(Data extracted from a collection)
====
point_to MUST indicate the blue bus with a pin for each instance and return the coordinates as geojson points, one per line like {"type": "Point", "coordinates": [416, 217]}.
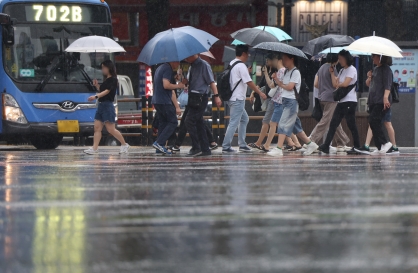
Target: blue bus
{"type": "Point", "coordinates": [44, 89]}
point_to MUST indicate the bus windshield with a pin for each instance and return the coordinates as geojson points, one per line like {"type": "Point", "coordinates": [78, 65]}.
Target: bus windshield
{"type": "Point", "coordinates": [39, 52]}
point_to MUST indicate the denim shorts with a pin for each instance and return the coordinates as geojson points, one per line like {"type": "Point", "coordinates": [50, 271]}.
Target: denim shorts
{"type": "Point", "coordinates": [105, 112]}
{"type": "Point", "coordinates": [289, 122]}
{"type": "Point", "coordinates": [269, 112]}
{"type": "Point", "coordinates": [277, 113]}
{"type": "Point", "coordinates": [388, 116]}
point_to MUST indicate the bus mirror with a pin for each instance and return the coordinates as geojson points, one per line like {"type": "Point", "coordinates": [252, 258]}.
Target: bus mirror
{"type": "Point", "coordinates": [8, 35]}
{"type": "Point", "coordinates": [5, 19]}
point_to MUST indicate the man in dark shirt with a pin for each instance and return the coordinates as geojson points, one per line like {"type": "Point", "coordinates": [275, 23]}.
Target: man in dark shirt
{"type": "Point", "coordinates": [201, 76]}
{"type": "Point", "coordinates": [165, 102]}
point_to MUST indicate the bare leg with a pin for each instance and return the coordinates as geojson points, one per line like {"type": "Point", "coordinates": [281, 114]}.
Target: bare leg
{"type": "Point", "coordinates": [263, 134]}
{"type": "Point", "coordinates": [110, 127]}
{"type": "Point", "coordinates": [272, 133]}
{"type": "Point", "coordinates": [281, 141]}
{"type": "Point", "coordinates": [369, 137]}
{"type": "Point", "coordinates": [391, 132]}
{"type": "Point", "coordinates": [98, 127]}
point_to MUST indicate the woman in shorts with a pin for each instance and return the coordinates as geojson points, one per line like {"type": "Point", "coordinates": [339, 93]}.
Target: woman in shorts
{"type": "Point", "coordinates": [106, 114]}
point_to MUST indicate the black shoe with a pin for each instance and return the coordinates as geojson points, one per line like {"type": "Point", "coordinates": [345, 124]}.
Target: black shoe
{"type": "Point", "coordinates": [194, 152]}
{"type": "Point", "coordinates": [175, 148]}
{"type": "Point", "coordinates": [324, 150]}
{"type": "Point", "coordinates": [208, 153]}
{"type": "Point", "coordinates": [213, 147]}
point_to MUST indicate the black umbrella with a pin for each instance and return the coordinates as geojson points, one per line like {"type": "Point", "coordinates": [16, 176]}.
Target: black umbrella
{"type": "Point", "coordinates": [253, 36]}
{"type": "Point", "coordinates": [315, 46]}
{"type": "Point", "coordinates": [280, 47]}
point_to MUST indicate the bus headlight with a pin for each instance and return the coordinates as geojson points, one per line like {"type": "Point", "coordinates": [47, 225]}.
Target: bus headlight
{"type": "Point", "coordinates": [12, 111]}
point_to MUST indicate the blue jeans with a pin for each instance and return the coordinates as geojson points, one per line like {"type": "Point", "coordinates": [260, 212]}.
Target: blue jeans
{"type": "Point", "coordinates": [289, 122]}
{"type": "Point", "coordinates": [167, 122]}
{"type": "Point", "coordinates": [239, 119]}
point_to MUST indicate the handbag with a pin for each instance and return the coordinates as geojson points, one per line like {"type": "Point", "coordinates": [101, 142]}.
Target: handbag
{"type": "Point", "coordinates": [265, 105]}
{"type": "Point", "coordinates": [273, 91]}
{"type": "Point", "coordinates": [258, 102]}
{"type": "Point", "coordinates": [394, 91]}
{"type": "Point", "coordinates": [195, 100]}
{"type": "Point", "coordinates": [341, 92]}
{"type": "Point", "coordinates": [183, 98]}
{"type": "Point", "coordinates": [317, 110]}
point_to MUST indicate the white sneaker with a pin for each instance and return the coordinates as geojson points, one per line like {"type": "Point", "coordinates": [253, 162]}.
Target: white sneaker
====
*About this exercise*
Go through the records above, find every line with the word "white", and list those lines.

*Reply to the exercise*
point_to MUST indicate the white sneaker with a pin for each instance and return the coordinates as geojson points, one per line like {"type": "Point", "coordinates": [253, 162]}.
Target: white sneaker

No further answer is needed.